[ARBEITSANWEISUNGEN]
a: Welchen Einwand erhebt der Auszug zur Händlerhaftung im Abgasskandal gegen den Beschluss des OLG Köln vom 20.12.2017?
b: Schreibe den Auszug zur Händlerhaftung im Abgasskandal im Anschluss an seinen letzten Satz weiter.
===== VORLIEGENDER TEXTAUSZUG =====
Soweit der Kläger pauschal behauptet, der Beklagten zu 1) sei die streitgegenständliche Software bekannt gewesen, stellt sich dies als eine unzulässige sog. „Behauptung ins Blaue hinein“ dar: Angesichts der vom Kläger selbst dargestellten internationalen Entwicklung des sog. „Abgasskandals“ hätte er vereinzelt darlegen müssen, woher er der Erkenntnis hat, dass Markenhändler wie die Beklagte zu 1) instruiert waren.
Eine etwaige Kenntnis der Verantwortlichen der Beklagten zu 2) von der streitgegenständlichen Software muss sich die Beklagte zu 1) nicht zurechnen lassen, da jene nicht Erfüllungsgehilfen der Beklagte zu 1) gem. § 278 Abs. 1 BGB waren. Beim Kaufvertrag ist schon der Lieferant - der die Beklagte zu 2) noch nicht einmal war - im Verhältnis zum Käufer nicht Erfüllungsgehilfe, da die Pflicht des Verkäufers sich nicht auf die Herstellung der Kaufsache erstreckt (Palandt/Grüneberg, BGB, 76. Aufl., § 278, Rn. 13, m. w. N.). Soweit OLG Köln, Beschluss vom 20.12.2017, 18 U 112/17 einem Vertragshändler das Verhalten des Herstellers wegen der bestehenden dauerhaften Geschäftsbeziehung zurechnet, fehlt es an einer gesetzlichen Anknüpfung.
===== ANGEZEIGTE ZEILEN =====
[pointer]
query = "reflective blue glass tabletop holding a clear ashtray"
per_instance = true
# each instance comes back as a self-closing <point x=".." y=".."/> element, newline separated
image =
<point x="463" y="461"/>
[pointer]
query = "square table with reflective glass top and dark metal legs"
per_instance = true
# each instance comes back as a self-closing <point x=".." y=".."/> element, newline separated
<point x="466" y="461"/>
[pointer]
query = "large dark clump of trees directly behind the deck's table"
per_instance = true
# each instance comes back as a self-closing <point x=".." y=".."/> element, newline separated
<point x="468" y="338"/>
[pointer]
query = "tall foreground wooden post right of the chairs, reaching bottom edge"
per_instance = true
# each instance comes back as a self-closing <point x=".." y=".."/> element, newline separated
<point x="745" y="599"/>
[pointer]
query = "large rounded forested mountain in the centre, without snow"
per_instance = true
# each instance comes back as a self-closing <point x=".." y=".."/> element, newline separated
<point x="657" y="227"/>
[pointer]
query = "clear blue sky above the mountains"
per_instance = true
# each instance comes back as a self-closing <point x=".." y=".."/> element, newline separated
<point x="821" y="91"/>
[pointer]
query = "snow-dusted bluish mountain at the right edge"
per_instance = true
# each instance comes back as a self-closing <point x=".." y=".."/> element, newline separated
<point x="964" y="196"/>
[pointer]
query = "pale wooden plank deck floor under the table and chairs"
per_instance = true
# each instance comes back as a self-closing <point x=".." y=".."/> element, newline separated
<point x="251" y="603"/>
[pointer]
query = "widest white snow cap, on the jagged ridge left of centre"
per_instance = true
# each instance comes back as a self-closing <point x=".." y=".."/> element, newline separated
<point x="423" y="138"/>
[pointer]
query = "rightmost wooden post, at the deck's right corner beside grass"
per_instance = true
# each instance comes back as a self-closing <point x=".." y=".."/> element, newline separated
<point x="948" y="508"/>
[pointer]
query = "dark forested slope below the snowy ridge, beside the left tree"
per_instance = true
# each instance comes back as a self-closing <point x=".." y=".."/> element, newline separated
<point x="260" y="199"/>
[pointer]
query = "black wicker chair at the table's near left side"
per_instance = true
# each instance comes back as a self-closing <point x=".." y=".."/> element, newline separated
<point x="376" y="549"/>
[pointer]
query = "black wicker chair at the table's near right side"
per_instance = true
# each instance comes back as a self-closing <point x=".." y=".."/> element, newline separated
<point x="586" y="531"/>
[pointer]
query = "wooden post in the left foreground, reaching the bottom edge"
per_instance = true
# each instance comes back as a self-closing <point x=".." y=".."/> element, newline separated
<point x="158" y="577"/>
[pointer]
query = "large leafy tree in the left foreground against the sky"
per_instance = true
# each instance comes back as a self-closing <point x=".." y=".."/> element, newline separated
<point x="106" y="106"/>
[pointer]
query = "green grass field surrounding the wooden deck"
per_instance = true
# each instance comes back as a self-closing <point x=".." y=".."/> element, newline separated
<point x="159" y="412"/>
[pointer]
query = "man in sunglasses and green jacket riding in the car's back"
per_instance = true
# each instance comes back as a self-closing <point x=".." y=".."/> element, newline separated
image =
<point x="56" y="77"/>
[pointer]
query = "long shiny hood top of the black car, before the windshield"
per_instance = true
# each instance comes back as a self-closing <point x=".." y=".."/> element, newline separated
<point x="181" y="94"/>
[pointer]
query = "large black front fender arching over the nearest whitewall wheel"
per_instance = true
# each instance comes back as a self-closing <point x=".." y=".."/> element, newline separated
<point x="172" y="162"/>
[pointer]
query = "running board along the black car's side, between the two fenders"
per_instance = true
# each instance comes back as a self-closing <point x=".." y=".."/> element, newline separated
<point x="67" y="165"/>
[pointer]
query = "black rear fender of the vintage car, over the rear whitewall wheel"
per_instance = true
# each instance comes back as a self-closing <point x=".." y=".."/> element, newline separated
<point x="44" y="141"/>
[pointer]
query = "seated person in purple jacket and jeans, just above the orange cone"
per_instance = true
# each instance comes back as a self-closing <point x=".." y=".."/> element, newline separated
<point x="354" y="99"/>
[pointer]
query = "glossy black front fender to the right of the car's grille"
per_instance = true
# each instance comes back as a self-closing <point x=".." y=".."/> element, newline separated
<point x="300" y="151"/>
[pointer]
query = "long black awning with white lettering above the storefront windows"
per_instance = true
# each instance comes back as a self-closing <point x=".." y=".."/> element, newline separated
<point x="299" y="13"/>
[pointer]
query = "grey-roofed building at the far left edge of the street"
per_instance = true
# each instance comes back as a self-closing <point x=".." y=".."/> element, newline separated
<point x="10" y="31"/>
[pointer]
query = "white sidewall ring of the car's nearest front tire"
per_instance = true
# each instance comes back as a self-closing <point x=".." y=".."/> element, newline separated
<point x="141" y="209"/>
=====
===== ANGEZEIGTE ZEILEN =====
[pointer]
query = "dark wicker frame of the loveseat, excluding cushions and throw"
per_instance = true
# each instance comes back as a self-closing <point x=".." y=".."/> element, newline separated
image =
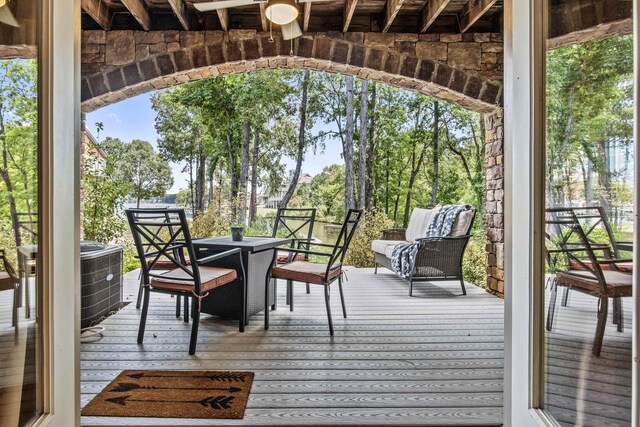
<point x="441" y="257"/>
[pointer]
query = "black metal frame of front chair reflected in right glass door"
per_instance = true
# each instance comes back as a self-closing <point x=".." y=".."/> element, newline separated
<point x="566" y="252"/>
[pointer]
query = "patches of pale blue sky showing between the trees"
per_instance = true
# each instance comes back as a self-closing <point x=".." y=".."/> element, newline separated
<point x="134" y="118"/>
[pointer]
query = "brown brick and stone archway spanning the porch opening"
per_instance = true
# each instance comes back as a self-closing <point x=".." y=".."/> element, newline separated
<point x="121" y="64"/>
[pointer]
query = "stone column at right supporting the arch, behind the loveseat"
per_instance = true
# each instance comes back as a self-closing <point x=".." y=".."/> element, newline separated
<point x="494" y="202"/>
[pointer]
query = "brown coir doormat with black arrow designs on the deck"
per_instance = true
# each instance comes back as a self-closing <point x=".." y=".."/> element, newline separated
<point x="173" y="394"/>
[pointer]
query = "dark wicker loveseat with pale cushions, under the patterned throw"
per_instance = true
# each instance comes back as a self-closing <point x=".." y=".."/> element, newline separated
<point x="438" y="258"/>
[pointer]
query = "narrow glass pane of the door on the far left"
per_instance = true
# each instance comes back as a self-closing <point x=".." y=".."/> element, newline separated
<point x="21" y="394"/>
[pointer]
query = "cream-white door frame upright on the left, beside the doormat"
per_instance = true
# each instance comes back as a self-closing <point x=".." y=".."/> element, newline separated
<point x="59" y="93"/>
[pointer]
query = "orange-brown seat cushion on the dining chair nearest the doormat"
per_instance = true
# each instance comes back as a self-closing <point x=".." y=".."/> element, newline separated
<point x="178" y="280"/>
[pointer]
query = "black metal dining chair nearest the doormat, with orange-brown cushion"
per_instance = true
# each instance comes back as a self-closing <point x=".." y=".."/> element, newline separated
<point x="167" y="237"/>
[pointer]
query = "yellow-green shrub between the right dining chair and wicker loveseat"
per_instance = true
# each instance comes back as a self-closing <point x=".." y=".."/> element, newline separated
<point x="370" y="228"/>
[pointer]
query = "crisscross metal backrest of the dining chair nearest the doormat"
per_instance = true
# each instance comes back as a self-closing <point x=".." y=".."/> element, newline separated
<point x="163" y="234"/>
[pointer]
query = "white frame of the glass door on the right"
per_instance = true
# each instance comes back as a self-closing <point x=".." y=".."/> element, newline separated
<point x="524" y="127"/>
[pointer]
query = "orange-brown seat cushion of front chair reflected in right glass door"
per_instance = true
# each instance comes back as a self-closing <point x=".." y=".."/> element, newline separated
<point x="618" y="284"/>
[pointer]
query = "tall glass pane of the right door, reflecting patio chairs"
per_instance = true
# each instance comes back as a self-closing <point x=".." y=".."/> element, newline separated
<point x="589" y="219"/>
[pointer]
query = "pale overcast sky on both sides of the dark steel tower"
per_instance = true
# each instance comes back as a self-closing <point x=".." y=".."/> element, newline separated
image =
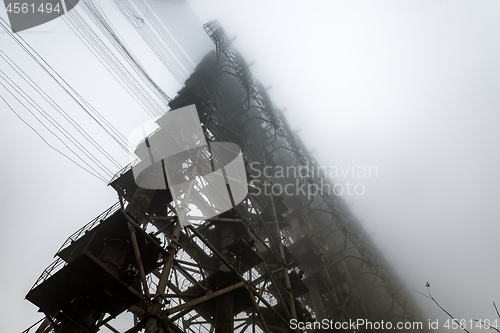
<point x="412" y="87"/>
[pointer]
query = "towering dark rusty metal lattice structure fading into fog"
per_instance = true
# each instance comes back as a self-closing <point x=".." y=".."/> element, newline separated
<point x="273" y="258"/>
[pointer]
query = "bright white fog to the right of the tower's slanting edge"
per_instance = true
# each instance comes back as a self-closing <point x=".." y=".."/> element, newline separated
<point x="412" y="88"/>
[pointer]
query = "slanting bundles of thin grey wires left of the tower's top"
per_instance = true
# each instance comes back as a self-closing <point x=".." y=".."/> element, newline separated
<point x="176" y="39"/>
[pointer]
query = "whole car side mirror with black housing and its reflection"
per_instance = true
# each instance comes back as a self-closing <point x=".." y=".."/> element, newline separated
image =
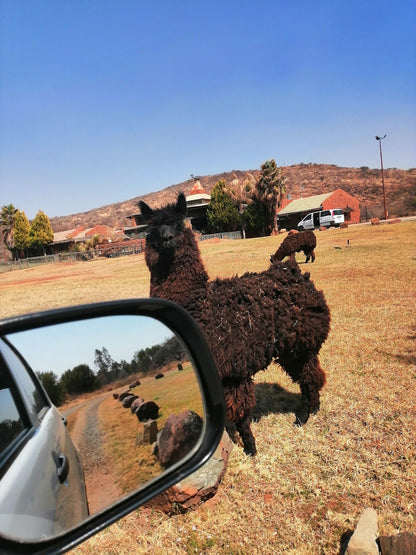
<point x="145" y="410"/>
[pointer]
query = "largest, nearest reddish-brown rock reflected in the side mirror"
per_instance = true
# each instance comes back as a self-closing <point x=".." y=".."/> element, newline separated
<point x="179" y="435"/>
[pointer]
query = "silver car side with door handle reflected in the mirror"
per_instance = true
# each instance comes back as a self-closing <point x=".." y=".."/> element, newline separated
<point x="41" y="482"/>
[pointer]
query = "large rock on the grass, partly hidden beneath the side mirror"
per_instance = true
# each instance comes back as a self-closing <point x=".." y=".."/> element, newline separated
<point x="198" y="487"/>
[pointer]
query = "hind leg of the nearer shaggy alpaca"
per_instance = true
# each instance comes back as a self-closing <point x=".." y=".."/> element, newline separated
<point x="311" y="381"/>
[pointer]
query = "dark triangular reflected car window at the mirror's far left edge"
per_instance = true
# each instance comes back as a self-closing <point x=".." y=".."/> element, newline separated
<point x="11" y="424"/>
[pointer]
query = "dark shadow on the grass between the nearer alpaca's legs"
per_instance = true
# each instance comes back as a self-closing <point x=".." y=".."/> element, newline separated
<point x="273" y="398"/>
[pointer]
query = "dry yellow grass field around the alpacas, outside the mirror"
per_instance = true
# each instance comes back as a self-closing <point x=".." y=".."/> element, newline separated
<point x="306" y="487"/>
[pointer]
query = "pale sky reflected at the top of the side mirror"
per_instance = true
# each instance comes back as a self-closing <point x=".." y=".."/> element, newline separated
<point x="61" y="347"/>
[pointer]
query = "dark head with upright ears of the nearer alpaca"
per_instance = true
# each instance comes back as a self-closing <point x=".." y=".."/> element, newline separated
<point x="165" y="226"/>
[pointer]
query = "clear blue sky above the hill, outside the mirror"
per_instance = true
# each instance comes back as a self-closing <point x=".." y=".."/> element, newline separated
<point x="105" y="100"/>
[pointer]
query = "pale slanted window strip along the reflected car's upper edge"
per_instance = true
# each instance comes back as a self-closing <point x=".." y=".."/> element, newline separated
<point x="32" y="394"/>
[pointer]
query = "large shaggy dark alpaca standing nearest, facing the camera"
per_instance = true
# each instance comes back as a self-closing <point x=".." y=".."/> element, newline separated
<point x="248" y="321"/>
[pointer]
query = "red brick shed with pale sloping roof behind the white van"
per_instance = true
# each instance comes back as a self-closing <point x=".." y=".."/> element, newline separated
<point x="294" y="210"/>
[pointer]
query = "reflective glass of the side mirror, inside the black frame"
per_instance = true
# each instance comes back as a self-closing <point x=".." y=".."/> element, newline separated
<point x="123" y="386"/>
=====
[ANTWORTEN JE AUFGABE]
a: Für die Zurechnung des Herstellerverhaltens an einen Vertragshändler wegen der dauerhaften Geschäftsbeziehung fehlt es an einer gesetzlichen Anknüpfung.

b:
Schließlich führt das arglistige Verschweigen eines Mangels nur in der Regel dazu, dass die für eine Nacherfüllung erforderliche Vertrauensgrundlage entfällt und damit keine Veranlassung besteht, dem Verkäufer nach Entdecken des Mangels durch den Käufer eine zweite Chance zu gewähren (BGH, Urteil vom 09.01.2008, VIII ZR 210/08, zit. nach juris, Rn. 19). Würde man eine der Beklagten zu 1) irgendwie zurechenbare Arglist annehmen, ließe der Umstand, dass die Nachbesserung in Absprache und unter Aufsicht der zuständigen Behörde erfolgt, eine Ausnahme vom vorgenannten Grundsatz zu.
(i) Eine Fristsetzung ist auch nicht im Sinne von § 323 Abs. 2 Nr. 3 BGB deswegen entbehrlich, weil der Kläger befürchtet, dass das beabsichtigte Software-Update zu Folgemängeln führen wird.
Dem klägerseits zitierten Bericht des XXX ist diesbezüglich zunächst nichts zu entnehmen. Vielmehr gibt der Genannte dort selbst an, dass er nicht sicher angeben kann, ob die dort genannten - vereinzelten, denn nur 4% der Fahrzeuge waren betroffen - Probleme tatsächlich auf das Softwareupdate zurückzuführen sind.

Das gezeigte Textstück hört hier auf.